Rewrite every line from the one containing "Go ahead, prove it: the powdered" through the end of the data, offsetting each bounding-box coordinate in the list after "Reply:" by 62 and leaving all other lines unchanged.

**The records**:
>> START

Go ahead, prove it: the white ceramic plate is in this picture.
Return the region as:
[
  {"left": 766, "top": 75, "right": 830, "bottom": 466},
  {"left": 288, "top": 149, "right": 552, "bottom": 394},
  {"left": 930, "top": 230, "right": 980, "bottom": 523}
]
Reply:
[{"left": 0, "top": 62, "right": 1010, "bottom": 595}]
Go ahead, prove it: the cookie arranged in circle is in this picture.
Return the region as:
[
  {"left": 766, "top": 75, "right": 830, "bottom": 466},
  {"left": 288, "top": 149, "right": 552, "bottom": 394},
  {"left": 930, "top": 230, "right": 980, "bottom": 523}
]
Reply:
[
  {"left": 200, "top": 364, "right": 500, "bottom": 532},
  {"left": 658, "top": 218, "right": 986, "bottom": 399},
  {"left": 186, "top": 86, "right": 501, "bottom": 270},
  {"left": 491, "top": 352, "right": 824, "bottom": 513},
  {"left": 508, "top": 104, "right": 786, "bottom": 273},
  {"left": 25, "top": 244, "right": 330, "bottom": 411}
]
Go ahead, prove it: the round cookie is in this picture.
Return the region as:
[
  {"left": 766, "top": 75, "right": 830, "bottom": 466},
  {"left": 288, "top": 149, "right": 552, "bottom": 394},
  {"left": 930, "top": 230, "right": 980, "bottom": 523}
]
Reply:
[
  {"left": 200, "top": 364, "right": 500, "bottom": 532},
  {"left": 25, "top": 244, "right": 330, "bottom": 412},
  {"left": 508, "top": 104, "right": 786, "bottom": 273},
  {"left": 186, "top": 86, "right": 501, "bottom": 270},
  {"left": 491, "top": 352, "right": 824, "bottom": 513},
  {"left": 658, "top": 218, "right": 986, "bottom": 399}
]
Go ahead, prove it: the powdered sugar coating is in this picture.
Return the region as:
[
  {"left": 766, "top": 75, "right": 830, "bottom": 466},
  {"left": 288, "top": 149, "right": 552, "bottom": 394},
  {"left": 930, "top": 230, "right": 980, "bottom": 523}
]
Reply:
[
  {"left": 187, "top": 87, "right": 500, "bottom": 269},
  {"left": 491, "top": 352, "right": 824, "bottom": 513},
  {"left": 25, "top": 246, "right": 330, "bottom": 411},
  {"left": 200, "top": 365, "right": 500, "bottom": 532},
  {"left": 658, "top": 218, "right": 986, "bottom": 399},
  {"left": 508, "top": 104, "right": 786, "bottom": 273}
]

>> END

**Task answer**:
Go ahead, prove it: the powdered sugar coating is in this picture.
Return the region as:
[
  {"left": 766, "top": 75, "right": 830, "bottom": 466},
  {"left": 288, "top": 149, "right": 552, "bottom": 394},
  {"left": 930, "top": 230, "right": 980, "bottom": 523}
]
Reply:
[
  {"left": 249, "top": 149, "right": 562, "bottom": 331},
  {"left": 553, "top": 414, "right": 886, "bottom": 575},
  {"left": 87, "top": 308, "right": 392, "bottom": 473},
  {"left": 262, "top": 427, "right": 562, "bottom": 594},
  {"left": 720, "top": 280, "right": 1048, "bottom": 461},
  {"left": 570, "top": 166, "right": 848, "bottom": 335}
]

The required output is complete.